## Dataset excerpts
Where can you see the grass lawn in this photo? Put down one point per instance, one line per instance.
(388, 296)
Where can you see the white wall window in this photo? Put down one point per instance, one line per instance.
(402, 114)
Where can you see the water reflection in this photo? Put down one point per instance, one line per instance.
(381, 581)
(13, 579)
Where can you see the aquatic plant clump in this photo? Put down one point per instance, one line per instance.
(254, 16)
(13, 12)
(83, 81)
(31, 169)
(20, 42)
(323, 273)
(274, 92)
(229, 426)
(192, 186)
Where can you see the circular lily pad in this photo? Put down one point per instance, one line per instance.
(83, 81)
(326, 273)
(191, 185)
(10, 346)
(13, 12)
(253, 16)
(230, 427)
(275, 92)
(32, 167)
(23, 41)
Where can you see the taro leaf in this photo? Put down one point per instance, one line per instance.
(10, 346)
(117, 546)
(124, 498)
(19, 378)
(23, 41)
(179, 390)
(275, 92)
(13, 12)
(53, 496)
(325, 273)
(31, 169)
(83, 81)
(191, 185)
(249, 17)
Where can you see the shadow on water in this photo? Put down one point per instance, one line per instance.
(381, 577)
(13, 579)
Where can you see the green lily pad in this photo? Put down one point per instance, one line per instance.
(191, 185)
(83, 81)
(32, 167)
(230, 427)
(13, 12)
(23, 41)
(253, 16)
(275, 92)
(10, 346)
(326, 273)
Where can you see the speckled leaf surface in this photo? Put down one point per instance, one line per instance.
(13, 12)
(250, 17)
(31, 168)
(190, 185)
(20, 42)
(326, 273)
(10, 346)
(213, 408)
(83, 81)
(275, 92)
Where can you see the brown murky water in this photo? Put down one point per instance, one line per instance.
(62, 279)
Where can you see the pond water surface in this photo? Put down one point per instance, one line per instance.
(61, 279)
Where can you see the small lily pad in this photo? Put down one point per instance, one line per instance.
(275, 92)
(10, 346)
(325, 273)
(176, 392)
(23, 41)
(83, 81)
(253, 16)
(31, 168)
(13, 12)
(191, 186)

## Exercise objective
Produce a verbatim copy of the lines from the one holding "Where can you see the small" to the final line of the data, and nothing more.

## Exercise result
Where can you see the small lily pad in this photo? Put down one point per instance, one line per instance.
(275, 92)
(10, 346)
(325, 273)
(176, 392)
(23, 41)
(83, 81)
(253, 16)
(31, 168)
(13, 12)
(191, 186)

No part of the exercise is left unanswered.